**元の文章**.
----------
のあ いちい ワールド

ここは、物書き「のあ いちい」の、人間世界とそれ以外の宇宙人について多くふれるブログです。

芥川賞作家 楊逸さんに聞く

2010-01-08 21:34:52 | 自作を語る
◇楊逸さんに聞く (インタビュー記事より抜粋)

・日本語を母語としない初めての外国人として2008年に芥川賞を受賞した楊逸さんの最新作は『すき・やき』!

21歳の中国人留学生、梅虹智は高級すきやき店でアルバイトを始める。慣れない着物を着、あいさつの発声や客の注文に緊張の日々を送る。
 「テーマは交流。交流をテーマにしたかった。日本に来て22年経っているが、よく聞かれるのは、『来たばかりのときはことばもできなくて大変だったでしょう』。要するに、ことばができなくて交流できなかったでしょう。だけどそれは関係ないと思った。体験してきた出来事の中では、ことばができなかったから交流できなかったという記憶はない。顔を読めるわけですから、表情とかで、相手が好意なのか、悪意なのかわかる。ことばが無くても笑顔一つで関係は縮めることができる。だけど、ことばができても、いくら言っても通じない場合もたくさんある。ことばができてからすごく交流がうまくなったかというと、また別なんですね。そこは違う。みんなの勘違いがあるのではないかと思って、それを書きたかった」
 虹智は大学でコミュニケーション学を専攻する。虹智に猛烈にアタックする韓国人留学生との日本語でのやり取りもほほえましい。

――「どこのシキヤキ屋ですか?」
「家の近いところ、渋谷から電車で十五分ですか」
「ジカレますか」
「着物だから疲れます。しかしもう慣れました」
「着物? ええ、コウチさんの着物の形を見たいだよ」
「駄目ですよ。着物は難しいはずかしい」
「ハジカシイも見たいよ」
「ヤダァですよ」――

◇小説のタネは思いつき

『すき・やき』では、虹智が憧(あこが)れる若い店長や、客の中年紳士と水商売の若い女性、そして老夫婦など、ちょっとした描写の中に存在感を持って現れる。しかし小説を書くきっかけは、人ではなく題材だという。
 「題材が面白そうだというときに人を設定する。こういうストーリーだと面白そうだと書きはじめて、人がだんだん出来ていく」
----------
**課題**.
1. 『すき・やき』についてのインタビュー記事で、梅虹智が大学で専攻しているのは何か。
2. 『すき・やき』についてのインタビュー記事を、最後の文の後から書き継ぐこと。

**資料**.
----------
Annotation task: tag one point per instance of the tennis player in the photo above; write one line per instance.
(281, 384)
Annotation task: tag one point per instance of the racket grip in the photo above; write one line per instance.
----------
**解答**.
1. コミュニケーション学。

2.
 テーマの題材は、第1作の「ワンちゃん」では、日本の農村の独身男性の中国での集団お見合いツアー。『すき・やき』では、2,3年前に初めて連れて行かれたすきやき店だったという。
 「それまですきやき店に入ったことがなくて、入ったら個室になっていてびっくりした。すごい怪しい感じで、女性の方が来ていろいろやってくれるでしょ。こういうところもあるんだなと。男性に連れられて行って、オープンなら二人きりでも気にならないが、個室で二人きりになると気遣ってしまいますよね、気分がおかしくなる。親しい関係なら喜ぶけど」
 その頃は、小説家になる気などまったくなかったが、「こんな怪しいところは絶対小説になる」と思ったという。
 聞いてもっとびっくりしたのは、『金魚生活』の執筆のきっかけだった。
 「『時が滲(にじ)む朝』の原稿を集中して書いていたとき金魚を一匹だけ飼っていた。書いている間は餌もあげなかったし水も変えなかった。原稿を書き上げてメールで送信した後に、こっちの部屋に来て、はぁー終わった、と思って椅子に座って、そのときそこに水槽があった。そしたらうちの金魚、浮いていたんですよ。エッ、ウソォ、どうしたの、と思ったら死んでいた。申しわけないことをしたと思って、この金魚のために小説を書かなくてはと、うちの金魚の記念として書いた」
 それが、改革開放後の中国のレストランで金魚の世話をする玉玲(ユイリン)を主人公とする小説になった。玉玲は女性としての魅力を失っていない50歳の独身女性で、日本で結婚した娘の出産を手伝うため日本に行き、娘から日本人との再婚を勧められてお見合いもするが、実は中国で亡夫の仕事の助手だった人が良いだけの男と同棲していた……。水槽に浮いた一匹の金魚から原稿用紙200枚の傑作が生まれた。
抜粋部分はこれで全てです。